+++ Supplied material

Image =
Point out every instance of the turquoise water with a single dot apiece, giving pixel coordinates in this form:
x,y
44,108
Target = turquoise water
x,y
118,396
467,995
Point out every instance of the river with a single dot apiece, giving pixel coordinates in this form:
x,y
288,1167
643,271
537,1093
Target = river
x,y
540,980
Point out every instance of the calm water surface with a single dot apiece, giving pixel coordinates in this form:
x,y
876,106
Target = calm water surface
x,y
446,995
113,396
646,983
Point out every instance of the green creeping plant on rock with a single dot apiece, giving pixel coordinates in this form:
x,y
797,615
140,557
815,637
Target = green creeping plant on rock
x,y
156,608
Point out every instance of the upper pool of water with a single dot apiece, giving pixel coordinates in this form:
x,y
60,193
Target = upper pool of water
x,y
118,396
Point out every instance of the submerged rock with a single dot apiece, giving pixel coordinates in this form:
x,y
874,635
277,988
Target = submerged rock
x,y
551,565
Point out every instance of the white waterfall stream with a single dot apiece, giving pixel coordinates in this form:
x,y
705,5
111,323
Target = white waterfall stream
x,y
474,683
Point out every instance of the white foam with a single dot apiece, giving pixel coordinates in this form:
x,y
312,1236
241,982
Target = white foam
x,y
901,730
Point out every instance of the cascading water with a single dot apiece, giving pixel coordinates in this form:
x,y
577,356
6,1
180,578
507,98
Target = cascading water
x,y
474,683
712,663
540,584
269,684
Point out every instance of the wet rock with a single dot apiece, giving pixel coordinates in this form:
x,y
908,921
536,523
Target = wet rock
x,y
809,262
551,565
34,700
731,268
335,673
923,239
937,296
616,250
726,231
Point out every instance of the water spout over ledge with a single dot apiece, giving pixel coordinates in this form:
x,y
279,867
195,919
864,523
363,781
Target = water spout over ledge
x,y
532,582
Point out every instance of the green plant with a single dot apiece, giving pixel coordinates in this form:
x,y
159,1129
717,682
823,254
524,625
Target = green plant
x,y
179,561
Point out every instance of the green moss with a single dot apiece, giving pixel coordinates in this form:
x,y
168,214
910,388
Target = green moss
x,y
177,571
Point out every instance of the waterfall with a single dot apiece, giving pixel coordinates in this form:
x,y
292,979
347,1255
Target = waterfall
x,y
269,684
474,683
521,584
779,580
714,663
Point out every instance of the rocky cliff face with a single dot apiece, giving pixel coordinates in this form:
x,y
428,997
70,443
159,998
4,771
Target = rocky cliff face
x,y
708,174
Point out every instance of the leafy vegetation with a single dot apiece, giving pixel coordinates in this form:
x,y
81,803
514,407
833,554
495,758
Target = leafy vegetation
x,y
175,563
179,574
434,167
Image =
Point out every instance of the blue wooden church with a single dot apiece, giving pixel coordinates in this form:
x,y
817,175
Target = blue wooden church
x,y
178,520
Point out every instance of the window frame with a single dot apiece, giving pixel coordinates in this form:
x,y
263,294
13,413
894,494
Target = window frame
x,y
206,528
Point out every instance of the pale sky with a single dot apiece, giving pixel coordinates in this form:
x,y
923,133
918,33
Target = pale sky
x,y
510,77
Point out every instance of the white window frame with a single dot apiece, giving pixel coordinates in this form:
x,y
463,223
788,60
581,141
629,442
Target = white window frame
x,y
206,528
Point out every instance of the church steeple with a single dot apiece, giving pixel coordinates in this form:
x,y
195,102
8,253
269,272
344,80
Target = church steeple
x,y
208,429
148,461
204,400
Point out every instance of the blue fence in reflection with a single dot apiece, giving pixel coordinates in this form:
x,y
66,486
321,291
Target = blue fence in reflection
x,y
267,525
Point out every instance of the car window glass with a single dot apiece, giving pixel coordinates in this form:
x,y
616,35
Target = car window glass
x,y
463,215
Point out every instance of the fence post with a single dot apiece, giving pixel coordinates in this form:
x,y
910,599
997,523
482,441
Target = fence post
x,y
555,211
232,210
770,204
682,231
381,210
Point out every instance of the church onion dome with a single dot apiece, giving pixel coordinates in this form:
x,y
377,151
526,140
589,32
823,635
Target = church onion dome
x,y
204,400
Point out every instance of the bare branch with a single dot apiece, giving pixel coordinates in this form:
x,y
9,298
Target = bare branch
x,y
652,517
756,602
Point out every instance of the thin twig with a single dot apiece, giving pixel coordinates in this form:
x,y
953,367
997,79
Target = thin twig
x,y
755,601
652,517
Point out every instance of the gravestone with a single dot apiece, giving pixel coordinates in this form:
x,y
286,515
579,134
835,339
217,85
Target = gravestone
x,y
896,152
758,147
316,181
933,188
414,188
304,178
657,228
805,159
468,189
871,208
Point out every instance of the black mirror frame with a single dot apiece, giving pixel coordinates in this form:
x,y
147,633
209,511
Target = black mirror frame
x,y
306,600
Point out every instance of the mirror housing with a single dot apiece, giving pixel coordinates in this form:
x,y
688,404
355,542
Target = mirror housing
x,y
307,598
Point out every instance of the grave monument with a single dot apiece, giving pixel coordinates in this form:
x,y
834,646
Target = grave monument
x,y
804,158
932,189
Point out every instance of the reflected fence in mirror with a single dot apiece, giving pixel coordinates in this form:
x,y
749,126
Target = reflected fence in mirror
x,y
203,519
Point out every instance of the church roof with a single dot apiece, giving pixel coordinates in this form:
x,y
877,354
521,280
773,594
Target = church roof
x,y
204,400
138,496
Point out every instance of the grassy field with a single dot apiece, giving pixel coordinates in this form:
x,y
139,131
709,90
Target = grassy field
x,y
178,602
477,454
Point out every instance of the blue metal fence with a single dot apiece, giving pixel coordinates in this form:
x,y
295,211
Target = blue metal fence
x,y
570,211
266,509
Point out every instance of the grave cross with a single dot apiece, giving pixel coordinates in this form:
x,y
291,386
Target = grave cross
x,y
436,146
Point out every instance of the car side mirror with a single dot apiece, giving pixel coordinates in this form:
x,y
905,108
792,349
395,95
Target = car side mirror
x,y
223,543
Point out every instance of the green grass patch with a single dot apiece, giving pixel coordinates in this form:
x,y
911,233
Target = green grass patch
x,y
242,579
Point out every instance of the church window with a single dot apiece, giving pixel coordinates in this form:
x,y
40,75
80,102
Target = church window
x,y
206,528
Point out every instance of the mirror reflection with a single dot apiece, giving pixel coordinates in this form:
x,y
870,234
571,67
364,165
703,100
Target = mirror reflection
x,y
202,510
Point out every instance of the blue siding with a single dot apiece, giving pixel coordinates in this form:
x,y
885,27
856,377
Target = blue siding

++++++

■ **What this task involves**:
Rewrite the records from the line containing "Point out every instance of the mirror reflection" through the end of the records, inclusive, and keep the requests unchanged. Offset each answer coordinate by adding 73 to both of its numbers.

■ **Solution for this exercise**:
Point out every instance of the mirror reflection with a single dot apiece, giving pixel coordinates in this form:
x,y
870,234
571,67
364,165
703,100
Target = mirror reflection
x,y
275,583
Point out every instance of the blue siding with a single dot apiece, giving pixel coordinates in this form:
x,y
885,27
856,377
Target = blue siding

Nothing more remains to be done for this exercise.